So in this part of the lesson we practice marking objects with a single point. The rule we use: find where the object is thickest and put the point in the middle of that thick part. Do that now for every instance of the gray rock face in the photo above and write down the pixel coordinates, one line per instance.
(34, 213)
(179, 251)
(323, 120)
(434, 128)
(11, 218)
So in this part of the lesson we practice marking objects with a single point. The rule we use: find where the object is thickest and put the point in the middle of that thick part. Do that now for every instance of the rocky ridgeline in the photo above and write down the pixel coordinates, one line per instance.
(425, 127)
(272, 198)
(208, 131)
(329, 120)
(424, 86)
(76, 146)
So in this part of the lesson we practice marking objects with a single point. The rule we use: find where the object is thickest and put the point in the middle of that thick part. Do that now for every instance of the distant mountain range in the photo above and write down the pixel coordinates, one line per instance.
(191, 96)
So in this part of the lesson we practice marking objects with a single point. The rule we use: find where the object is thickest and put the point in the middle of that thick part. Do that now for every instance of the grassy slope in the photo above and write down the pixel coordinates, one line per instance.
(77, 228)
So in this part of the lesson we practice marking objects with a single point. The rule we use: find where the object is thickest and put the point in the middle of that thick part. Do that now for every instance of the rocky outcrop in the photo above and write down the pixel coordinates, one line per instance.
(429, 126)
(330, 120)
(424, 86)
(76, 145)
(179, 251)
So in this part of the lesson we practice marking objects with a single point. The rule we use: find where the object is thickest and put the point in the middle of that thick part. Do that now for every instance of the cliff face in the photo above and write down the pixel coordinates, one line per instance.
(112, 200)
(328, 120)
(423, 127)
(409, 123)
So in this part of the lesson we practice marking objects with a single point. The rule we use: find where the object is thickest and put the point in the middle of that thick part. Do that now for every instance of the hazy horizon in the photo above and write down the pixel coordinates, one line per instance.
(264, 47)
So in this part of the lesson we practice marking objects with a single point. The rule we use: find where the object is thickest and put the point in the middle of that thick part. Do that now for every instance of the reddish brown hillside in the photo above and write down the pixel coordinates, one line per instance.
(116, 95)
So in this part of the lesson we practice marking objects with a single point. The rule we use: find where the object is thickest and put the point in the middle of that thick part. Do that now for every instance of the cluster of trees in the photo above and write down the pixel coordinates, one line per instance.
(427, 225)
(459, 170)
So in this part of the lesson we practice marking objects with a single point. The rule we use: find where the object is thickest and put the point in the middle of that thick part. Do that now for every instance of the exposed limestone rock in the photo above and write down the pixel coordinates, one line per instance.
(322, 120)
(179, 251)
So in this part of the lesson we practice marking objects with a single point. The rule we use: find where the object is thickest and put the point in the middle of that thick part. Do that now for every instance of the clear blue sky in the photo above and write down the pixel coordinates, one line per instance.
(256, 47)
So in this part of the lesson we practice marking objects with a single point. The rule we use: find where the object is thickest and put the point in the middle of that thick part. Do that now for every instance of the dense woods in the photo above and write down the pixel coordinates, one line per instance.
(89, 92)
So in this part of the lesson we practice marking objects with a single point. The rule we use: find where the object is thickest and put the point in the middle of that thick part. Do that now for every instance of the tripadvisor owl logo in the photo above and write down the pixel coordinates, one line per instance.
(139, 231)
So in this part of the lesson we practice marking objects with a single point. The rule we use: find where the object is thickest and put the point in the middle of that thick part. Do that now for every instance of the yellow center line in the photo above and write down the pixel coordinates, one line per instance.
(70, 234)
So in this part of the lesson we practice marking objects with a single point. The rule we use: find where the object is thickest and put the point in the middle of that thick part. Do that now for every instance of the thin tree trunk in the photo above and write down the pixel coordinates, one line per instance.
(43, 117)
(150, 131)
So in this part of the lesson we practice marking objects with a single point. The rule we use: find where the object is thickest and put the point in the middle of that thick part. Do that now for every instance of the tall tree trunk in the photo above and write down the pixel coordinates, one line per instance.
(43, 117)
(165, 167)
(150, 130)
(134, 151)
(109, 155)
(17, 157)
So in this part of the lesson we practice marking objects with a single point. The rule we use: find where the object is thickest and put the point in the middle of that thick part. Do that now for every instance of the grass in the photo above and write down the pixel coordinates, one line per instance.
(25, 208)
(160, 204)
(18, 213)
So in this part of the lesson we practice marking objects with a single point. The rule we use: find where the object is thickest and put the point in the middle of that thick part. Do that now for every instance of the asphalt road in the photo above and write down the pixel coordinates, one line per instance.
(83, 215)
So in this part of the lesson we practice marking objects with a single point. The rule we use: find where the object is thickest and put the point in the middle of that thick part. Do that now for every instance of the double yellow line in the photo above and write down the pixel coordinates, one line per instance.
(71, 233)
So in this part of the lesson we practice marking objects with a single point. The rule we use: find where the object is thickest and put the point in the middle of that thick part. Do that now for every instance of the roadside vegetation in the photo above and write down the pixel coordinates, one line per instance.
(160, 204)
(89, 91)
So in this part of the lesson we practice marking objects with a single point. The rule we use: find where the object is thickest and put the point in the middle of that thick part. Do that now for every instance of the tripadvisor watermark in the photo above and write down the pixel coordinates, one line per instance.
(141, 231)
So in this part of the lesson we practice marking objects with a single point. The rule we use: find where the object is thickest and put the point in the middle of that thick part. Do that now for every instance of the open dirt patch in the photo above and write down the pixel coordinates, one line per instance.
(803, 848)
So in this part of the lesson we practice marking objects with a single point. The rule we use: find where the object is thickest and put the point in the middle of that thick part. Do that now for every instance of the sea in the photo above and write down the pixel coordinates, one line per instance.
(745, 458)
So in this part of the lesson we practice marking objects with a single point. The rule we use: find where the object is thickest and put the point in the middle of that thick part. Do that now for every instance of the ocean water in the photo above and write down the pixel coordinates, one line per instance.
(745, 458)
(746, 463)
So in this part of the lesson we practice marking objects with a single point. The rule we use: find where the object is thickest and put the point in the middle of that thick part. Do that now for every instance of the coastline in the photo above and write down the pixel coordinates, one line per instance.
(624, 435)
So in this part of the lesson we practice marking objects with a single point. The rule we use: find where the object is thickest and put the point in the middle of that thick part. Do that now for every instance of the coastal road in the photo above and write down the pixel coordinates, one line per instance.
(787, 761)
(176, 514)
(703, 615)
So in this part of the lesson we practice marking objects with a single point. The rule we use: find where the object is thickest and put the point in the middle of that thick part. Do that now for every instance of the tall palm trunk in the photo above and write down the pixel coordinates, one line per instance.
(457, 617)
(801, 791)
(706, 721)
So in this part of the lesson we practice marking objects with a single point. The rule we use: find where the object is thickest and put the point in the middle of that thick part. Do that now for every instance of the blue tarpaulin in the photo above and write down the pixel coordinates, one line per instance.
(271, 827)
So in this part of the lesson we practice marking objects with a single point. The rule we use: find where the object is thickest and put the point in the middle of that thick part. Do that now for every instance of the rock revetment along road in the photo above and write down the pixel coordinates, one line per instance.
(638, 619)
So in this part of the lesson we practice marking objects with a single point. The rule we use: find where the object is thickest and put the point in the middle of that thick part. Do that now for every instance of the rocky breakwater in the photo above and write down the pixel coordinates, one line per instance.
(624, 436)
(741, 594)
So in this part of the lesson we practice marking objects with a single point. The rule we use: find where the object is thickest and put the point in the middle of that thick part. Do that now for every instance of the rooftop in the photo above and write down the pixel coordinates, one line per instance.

· · · · ·

▸ **Required task**: Can you write out the stretch from the line containing "the rock revetment" through the end of the records again, requests included, with the point coordinates in the answers shifted by adding 125 to every number?

▸ **Answer to this exercise**:
So in this part of the lesson we practice marking objects with a single point. The rule we use: find where the object is thickest and put the point in the middle of that thick part. Do that now for every instance of the rock revetment along road in the photo above and write down the pixel coordinates, one line per instance.
(763, 744)
So in this part of the lesson we practice marking objects with a single point. The rule we use: find where the object is thickest and put the point in the middle of that thick part. Do that now for every instance of the rocky breakwater in the photo above and write down the pixel coordinates, one line per instance.
(749, 561)
(866, 719)
So in this part of the lesson we practice marking objects with a single point. The rule we use: find where the object is thickest and put the point in the middle of that thick part. Do that now for every instance of the rooftop in the photo above and write down the pixel coordinates, one line per instance.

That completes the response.